» **Your goal**
Transcribe every entry word for word, but skip the images.

» **Material for this task**
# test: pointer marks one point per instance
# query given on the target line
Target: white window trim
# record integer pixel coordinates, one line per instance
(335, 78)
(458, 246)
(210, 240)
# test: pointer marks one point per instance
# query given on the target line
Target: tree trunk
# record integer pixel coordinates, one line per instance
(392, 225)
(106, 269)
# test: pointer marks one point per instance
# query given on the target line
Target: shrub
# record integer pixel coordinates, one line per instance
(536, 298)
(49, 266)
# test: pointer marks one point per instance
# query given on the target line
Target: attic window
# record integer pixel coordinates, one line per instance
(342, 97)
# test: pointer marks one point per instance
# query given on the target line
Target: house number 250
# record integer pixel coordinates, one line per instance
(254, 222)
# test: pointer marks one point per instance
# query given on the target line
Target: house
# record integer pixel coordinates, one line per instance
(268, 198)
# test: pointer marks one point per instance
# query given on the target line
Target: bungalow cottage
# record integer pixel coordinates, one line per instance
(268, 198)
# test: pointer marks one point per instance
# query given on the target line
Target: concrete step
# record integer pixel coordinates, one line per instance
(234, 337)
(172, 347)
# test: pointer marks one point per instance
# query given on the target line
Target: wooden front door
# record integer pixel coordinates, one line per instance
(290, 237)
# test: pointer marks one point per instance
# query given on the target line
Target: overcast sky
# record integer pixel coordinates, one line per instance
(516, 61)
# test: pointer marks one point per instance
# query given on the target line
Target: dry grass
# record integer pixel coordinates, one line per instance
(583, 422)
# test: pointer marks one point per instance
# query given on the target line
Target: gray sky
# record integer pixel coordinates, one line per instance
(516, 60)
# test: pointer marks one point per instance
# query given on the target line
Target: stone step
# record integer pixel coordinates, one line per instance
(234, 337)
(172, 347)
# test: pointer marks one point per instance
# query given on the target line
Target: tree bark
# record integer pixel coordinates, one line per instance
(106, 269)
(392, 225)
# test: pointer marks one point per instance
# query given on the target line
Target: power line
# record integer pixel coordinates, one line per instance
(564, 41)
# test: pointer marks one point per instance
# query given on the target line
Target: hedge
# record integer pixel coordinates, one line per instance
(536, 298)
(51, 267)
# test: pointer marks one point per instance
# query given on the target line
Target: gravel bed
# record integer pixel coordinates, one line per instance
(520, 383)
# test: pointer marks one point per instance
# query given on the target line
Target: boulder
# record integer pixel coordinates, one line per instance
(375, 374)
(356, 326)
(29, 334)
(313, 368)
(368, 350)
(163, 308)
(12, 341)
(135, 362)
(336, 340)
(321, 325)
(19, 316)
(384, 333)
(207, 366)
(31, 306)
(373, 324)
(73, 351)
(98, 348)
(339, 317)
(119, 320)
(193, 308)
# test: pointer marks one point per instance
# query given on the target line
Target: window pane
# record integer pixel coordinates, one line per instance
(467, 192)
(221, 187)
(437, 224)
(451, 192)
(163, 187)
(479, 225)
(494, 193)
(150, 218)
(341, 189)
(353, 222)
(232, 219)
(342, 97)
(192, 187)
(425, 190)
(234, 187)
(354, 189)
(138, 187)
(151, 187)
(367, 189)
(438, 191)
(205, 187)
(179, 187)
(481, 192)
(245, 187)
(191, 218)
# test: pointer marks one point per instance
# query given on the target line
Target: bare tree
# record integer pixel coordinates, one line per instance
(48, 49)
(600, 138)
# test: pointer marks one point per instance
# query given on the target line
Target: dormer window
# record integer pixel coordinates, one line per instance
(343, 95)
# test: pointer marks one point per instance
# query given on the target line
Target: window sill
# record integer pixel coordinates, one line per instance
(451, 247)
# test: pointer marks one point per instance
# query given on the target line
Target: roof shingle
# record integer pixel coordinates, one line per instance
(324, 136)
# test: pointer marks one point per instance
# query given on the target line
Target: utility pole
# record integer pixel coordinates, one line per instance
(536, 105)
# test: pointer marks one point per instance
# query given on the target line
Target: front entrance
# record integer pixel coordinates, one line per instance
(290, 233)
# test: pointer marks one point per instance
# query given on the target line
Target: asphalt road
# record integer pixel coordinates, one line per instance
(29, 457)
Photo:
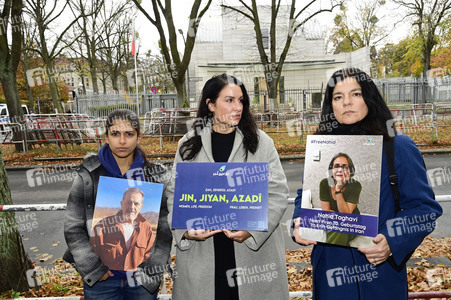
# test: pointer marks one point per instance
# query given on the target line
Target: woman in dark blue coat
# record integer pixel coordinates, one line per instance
(353, 106)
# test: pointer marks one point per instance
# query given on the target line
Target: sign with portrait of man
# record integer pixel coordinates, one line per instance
(125, 220)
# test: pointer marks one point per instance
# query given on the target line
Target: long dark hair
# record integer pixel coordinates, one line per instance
(247, 125)
(377, 121)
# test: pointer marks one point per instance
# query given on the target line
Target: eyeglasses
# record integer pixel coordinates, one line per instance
(343, 167)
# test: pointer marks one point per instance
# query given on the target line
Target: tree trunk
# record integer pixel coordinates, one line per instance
(182, 97)
(14, 262)
(53, 88)
(8, 81)
(29, 94)
(272, 84)
(93, 72)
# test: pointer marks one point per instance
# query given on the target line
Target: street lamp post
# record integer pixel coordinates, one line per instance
(187, 69)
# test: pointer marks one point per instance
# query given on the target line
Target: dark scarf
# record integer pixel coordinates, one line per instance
(109, 162)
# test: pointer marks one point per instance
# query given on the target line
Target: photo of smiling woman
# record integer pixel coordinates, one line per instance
(224, 264)
(340, 193)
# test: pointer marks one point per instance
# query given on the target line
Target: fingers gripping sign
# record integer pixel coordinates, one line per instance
(378, 253)
(199, 234)
(237, 236)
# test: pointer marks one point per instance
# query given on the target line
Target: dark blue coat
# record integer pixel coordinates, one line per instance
(345, 273)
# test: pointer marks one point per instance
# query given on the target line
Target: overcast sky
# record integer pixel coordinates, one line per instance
(181, 9)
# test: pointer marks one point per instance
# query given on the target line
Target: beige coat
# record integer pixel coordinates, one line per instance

» **Output**
# test: pointer marks one point per instance
# query given on the target line
Target: white window trim
# record integer pixel coordinates, one line per instance
(335, 78)
(458, 246)
(210, 240)
# test: pointer marks one point per instance
# query given on the target line
Target: tree trunk
# record integer pixel coordinates, one line per instance
(392, 225)
(106, 269)
# test: pointer marks one point per instance
# query given on the target line
Target: shrub
# record integer pixel coordinates, one line per instance
(536, 298)
(49, 266)
# test: pointer marks one point per instance
# query given on the target line
Target: attic window
# record integer pixel coordinates, one line per instance
(342, 97)
# test: pointer marks one point per instance
# query given on the target line
Target: house number 250
# record integer pixel coordinates, one line per instance
(254, 222)
# test: pointer marks one point per instance
# query given on the target line
Target: house
# record integer pixel coordinates, one line per instance
(268, 198)
# test: pointer marks one point per instance
# query given on the target line
Target: bungalow cottage
# record integer pixel coordinates, one line per instance
(268, 198)
# test: pointer marks one point per instance
# query given on the target line
Target: concrete step
# record integer pixel coordinates, one line per instance
(234, 337)
(172, 347)
# test: pointer marks one point per instance
# query given on the target line
Target: wooden front door
# record integer pixel coordinates, one line per instance
(290, 237)
# test: pointer marks one point per instance
# query given on the target line
Target: overcast sky
# record integer pixel coordinates, one line per instance
(516, 61)
# test: pointer marks one point per instance
# query given on the target line
Target: dry grass
# record integer pixel coordinates, one line per instance
(583, 422)
# test: pointer marks one point per instance
# query given on the target line
Target: gray sky
# record integer pixel coordinates, one line per instance
(516, 60)
# test: pointer marks one point per instance
# query given on the target line
Target: stone step
# record integer pixel coordinates, one line per instance
(234, 337)
(172, 347)
# test: pointer marks one point per instance
# query given on the target line
Target: tree bark
# record integer pixel coordinates, one line per instance
(106, 269)
(392, 225)
# test: pointer marks one point per instance
# query given on the target line
Target: power line
# record integer pixel coordinates, one line per instance
(564, 41)
# test: pointer marks one point per instance
# query given on the target line
Target: hedge
# record integer pixel coordinates, one line per instance
(536, 298)
(51, 267)
# test: pointer marks one point per instance
# query given on the target line
Target: gravel bed
# record integer pixel coordinates, one line per instance
(520, 383)
# test: pointer marks one point per instance
# query given on the target line
Target: boulder
# record integer pixel coordinates, one line per instance
(375, 374)
(356, 326)
(29, 334)
(313, 368)
(368, 350)
(163, 308)
(12, 341)
(135, 362)
(336, 340)
(321, 325)
(19, 316)
(384, 333)
(207, 366)
(31, 306)
(373, 324)
(73, 351)
(98, 348)
(339, 317)
(119, 320)
(193, 308)
# test: pointer marks one point per instance
# query given on the target line
Target: window pane
# record integer pixel coordinates, one line per instance
(467, 192)
(221, 187)
(437, 224)
(451, 192)
(163, 187)
(479, 225)
(494, 193)
(150, 218)
(341, 189)
(353, 222)
(232, 219)
(342, 97)
(192, 187)
(425, 190)
(234, 187)
(354, 189)
(138, 187)
(151, 187)
(367, 189)
(438, 191)
(205, 187)
(179, 187)
(481, 192)
(245, 187)
(191, 218)
# test: pointer marks one point per instance
# query given on the target line
Target: bare tree
# record integer pixel coordinates, one line per instance
(48, 49)
(600, 138)
# test: pointer marks one point per instance
# query given on the target line
Target: dormer window
# record integer pixel coordinates, one line per instance
(343, 95)
# test: pointer marks one point per instance
# query given on the target line
Target: window sill
# record integer pixel coordinates, one line per instance
(451, 247)
# test: pointer marks one point per instance
# query given on the target line
Target: roof shingle
# record integer pixel coordinates, one line per instance
(324, 136)
# test: pointer marks one point per instance
# query given on the target line
Target: utility pole
# record integer pixel coordinates, one line per instance
(536, 105)
# test: pointer marks one point per instance
# query given on the target line
Target: front entrance
# record integer pixel coordinates, one line per instance
(290, 233)
# test: pointer marks one point per instance
# query given on the target line
Target: asphalt road
# record integer pixel coordinates, one line per instance
(29, 457)
Photo:
# test: pointer marks one point per instance
# query given on the target line
Target: woman in dark blue coat
# record integer pixel coordinates, one line per instance
(353, 106)
# test: pointer marks one point per instance
# query given on the target line
Target: sign with portrait of man
# record integer pixel coordinates, one line per instance
(125, 220)
# test: pointer marks one point per instance
# query given on the target line
Target: long dark hair
# record integer pixel coordinates, one line per instance
(247, 125)
(377, 121)
# test: pointer marks one point per instance
# query given on the target line
Target: eyeglasses
# record integer pixel coordinates, one line per instance
(343, 167)
# test: pointer marks one point per instance
# query given on the target line
Target: tree trunk
# record integer pixel coordinates, one line per instance
(182, 97)
(14, 262)
(53, 88)
(8, 81)
(29, 94)
(272, 84)
(93, 72)
# test: pointer marks one point per instance
# query given on the target line
Target: street lamp post
# record integer pixel coordinates, one line per instance
(187, 69)
# test: pointer marks one point per instance
# query given on the target line
Target: dark scarf
# record integer pixel coordinates, one line per instance
(109, 162)
# test: pointer marks one point per instance
# query given on the target line
Target: photo of smiling woman
# record integer pixel coordinates, one line per instance
(224, 264)
(340, 193)
# test: pointer marks one point per instance
# query given on the target line
Target: fingers gripping sign
# record integer pixel coordinates, one line per instance
(378, 253)
(199, 234)
(237, 236)
# test: pointer marks one point per instance
# query given on the target line
Target: dark blue coat
# record integer pixel coordinates, one line per instance
(345, 273)
# test: pointer marks one point per instance
# query given on the target line
Target: overcast sky
# record integer pixel coordinates, one line per instance
(181, 9)
# test: pointer marks one point per instance
# query given on the target line
Target: beige coat
# record integer pixel coordinates, one line per instance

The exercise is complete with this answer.